→ **What is asked**: Render the records below as a Markdown table with the columns Row and Line, one numbered row for each non-blank line. Leave the pictures out of the answer.

→ **Task material**:
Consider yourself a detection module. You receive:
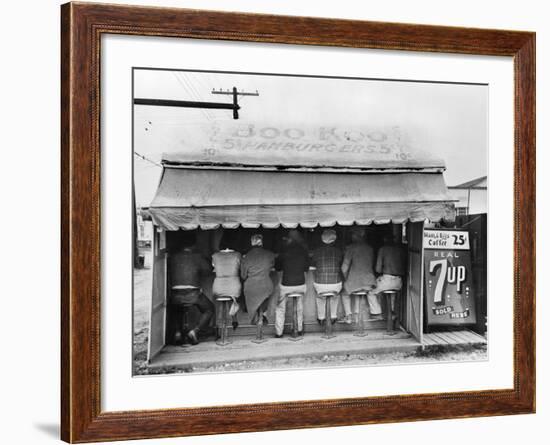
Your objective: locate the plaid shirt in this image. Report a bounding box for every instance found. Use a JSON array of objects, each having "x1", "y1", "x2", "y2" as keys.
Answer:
[{"x1": 312, "y1": 245, "x2": 343, "y2": 284}]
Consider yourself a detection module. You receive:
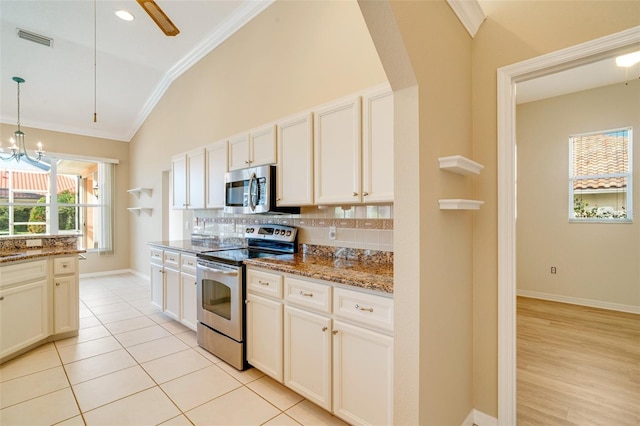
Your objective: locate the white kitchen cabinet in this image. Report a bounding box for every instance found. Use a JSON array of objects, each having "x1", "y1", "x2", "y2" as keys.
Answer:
[
  {"x1": 276, "y1": 113, "x2": 313, "y2": 206},
  {"x1": 362, "y1": 87, "x2": 394, "y2": 203},
  {"x1": 205, "y1": 140, "x2": 228, "y2": 209},
  {"x1": 246, "y1": 293, "x2": 283, "y2": 383},
  {"x1": 0, "y1": 278, "x2": 49, "y2": 360},
  {"x1": 333, "y1": 320, "x2": 393, "y2": 425},
  {"x1": 229, "y1": 124, "x2": 277, "y2": 170},
  {"x1": 284, "y1": 305, "x2": 332, "y2": 411},
  {"x1": 171, "y1": 148, "x2": 206, "y2": 209},
  {"x1": 314, "y1": 96, "x2": 362, "y2": 205}
]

→ **Result for this exercise**:
| Row | Line |
|---|---|
| 1 | Consider yourself a detection module. You receive: |
| 2 | Your objective: locate the plaid shirt in this image. Report a bounding box for every instance found. Use a JSON array of objects, each having "x1", "y1", "x2", "y2" as keys. |
| 3 | Answer: |
| 4 | [{"x1": 312, "y1": 245, "x2": 343, "y2": 284}] |
| 5 | Consider yourself a detection module. You receive: |
| 6 | Your objective: locate the white kitchen cabinet in this image. Report a bounding box for every instance found. Use a JSON array of objects, each having "x1", "y1", "x2", "y2" as keys. |
| 7 | Answer: |
| 8 | [ |
| 9 |   {"x1": 276, "y1": 113, "x2": 313, "y2": 206}, |
| 10 |   {"x1": 362, "y1": 87, "x2": 394, "y2": 203}, |
| 11 |   {"x1": 205, "y1": 140, "x2": 228, "y2": 209}, |
| 12 |   {"x1": 246, "y1": 293, "x2": 283, "y2": 383}, |
| 13 |   {"x1": 0, "y1": 278, "x2": 49, "y2": 360}, |
| 14 |   {"x1": 333, "y1": 320, "x2": 393, "y2": 425}, |
| 15 |   {"x1": 229, "y1": 124, "x2": 277, "y2": 170}, |
| 16 |   {"x1": 284, "y1": 305, "x2": 332, "y2": 411}, |
| 17 |   {"x1": 171, "y1": 148, "x2": 206, "y2": 209}, |
| 18 |   {"x1": 314, "y1": 96, "x2": 362, "y2": 205} |
| 19 | ] |